Please answer these questions about the article on search and local discovery below.
(a) What do people do when social feeds feel overwhelming?
(b) For which organizations does the article call this a huge opportunity?
(c) In which three places is more "what to do" discovery happening?

Document extract:
————————

Search + Local Discovery Are Back (Because People Are Looking for “What to Do”)

Search and Local Discovery Are Back—Especially for Free Cultural Events

When social feeds feel overwhelming, people go back to what works: they search. “Free events this weekend,” “things to do in [city],” “family-friendly cultural events,” “museum events near me.”

For Florida cultural nonprofits, this is a huge opportunity—because search traffic is often higher-intent. People aren’t just browsing; they’re looking for a plan.

What’s changing (and why it matters)

  • More “what to do” discovery is happening in Google, Maps, and event listings.

  • AI summaries and richer results reward clear, structured pages.

  • Local intent is strong for community programming.

Why it matters: If your event pages aren’t built for search, you’re leaving registrations and attendance on the table.

————————

Dataset content:
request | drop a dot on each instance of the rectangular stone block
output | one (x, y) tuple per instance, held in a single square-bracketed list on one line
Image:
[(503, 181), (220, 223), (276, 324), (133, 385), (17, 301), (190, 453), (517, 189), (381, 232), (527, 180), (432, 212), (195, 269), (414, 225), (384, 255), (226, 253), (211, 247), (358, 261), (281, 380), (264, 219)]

————————

Response below:
(a) They search.
(b) Florida cultural nonprofits.
(c) Google, Maps, and event listings.